* EXERCISE REQUIREMENTS
Copy out every line exactly as given.
— BEGIN RECORDS SUPPLIED —
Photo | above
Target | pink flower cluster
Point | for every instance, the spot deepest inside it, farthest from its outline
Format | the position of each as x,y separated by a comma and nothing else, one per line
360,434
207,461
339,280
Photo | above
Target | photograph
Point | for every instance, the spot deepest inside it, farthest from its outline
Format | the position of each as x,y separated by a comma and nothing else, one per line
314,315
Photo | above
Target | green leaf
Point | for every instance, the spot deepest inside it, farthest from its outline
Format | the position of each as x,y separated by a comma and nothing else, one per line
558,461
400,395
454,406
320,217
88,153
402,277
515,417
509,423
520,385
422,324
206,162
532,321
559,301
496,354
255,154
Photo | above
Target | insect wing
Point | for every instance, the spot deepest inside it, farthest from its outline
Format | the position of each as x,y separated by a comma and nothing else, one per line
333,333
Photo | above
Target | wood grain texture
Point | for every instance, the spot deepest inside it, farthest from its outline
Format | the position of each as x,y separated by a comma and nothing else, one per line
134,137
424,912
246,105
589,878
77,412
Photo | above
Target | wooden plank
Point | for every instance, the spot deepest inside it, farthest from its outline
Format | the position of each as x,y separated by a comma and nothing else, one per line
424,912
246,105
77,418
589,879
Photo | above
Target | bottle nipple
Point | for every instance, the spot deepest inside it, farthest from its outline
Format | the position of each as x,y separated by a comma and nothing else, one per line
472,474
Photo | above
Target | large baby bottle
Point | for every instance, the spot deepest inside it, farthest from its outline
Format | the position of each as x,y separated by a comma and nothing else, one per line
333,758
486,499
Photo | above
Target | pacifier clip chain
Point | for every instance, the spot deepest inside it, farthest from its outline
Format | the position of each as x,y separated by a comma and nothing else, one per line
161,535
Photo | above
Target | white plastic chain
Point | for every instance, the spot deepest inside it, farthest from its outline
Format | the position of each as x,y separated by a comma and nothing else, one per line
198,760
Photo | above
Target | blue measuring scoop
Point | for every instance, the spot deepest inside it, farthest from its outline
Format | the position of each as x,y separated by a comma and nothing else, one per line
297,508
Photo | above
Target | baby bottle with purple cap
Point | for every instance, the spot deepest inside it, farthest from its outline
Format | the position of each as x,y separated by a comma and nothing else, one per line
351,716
— END RECORDS SUPPLIED —
* TASK RESULT
Photo | above
Target | pink flower cluster
Point | for every instance, the spot deepest inside it, farthest from its outline
Format | the position of each as x,y separated by a comma and nothing else, one per line
360,434
207,461
339,280
Photo | above
Target | photograph
Point | for every instance, the spot deepest inside it, farthest from its outline
Format | the position of each as x,y separated by a comma and nothing else, one per line
314,315
Photo | above
Target | green leaf
Point | for every instance, the spot deepest inside it, farthest from its outline
Format | the position of each as x,y separated by a comma and nothing else, one per line
558,461
400,395
454,406
320,217
88,153
402,277
515,417
509,423
520,385
422,324
206,162
532,321
559,301
496,354
255,154
Photo | above
Target | insect wing
Point | for every instance, the spot deepest inside it, farthest from its outline
Format | the position of each as x,y separated by a comma and nothing else, one per line
333,333
Photo | above
Target | wood grain texture
Point | for every instance, the spot deepest inside it, farthest from its outline
Format | the position of each as x,y separated by a comma and nothing else, one per line
134,137
424,912
246,105
589,878
77,412
Photo | above
Target | wooden plank
Point | for every instance, the spot deepest inside it, farthest from its outline
Format | the position of each as x,y separated by a comma and nothing else, one per line
424,912
246,105
77,418
589,879
Photo | above
Target | bottle nipple
Point | for every instance, the spot deepest inside it, farthest from its outline
Format | the position of each as x,y separated by a comma and nothing else, one per line
472,474
Photo | above
Target | large baby bottle
Point | for every instance, the spot deepest inside it, farthest from its outline
Format | the position of each as x,y separated by a comma and nothing else, one per line
333,758
486,499
Photo | above
Target | pacifier clip chain
Point | for every instance, the spot deepest inside it, farthest from its outline
Format | the position of each as x,y separated by a comma and nothing else, one per line
161,535
Photo | above
Target | white plastic chain
Point | for every instance, the spot deepest inside it, farthest from its outline
Format | the position of each as x,y separated by a comma and nothing else, one per line
198,760
Photo | above
Target | blue measuring scoop
Point | for every instance, the spot deepest inside it, farthest from its outline
Format | the position of each as x,y separated by a comma and nothing else, one per line
297,508
Photo | above
Target | baby bottle with purple cap
Point | for every instance, the spot deepest inside it, farthest from its outline
Format | the position of each as x,y separated by a comma and nothing else, one per line
351,716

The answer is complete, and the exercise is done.